------ Data shown ------
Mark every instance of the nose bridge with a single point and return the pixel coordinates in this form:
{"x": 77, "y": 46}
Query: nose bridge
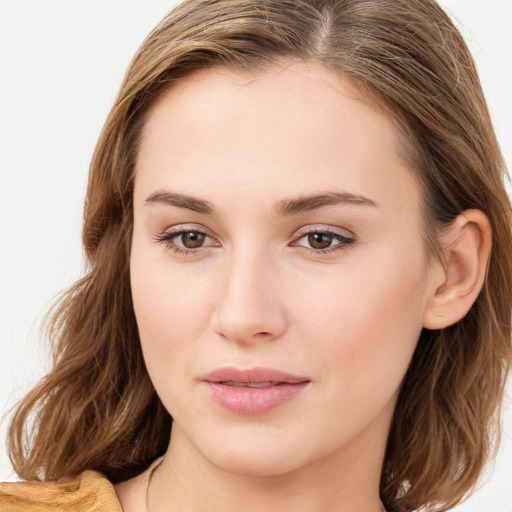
{"x": 248, "y": 304}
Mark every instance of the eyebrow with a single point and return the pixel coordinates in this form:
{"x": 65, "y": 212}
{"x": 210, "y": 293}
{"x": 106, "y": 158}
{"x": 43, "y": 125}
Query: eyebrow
{"x": 315, "y": 201}
{"x": 284, "y": 207}
{"x": 182, "y": 201}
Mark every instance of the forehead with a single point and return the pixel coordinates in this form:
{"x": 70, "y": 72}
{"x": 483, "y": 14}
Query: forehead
{"x": 299, "y": 125}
------
__Prompt__
Copy out exactly the lines from the one containing "Mark every instance of the eyebrow" through the last line above, keeping both end lines.

__Answer to this exercise__
Mark every instance of the eyebrow with a single point and return the pixel coordinates in this form:
{"x": 65, "y": 212}
{"x": 210, "y": 293}
{"x": 106, "y": 158}
{"x": 43, "y": 125}
Query: eyebrow
{"x": 315, "y": 201}
{"x": 284, "y": 207}
{"x": 182, "y": 201}
Mark every instance of the forehead with a single point and return the pixel coordinates in this form:
{"x": 70, "y": 72}
{"x": 483, "y": 14}
Query: forehead
{"x": 299, "y": 125}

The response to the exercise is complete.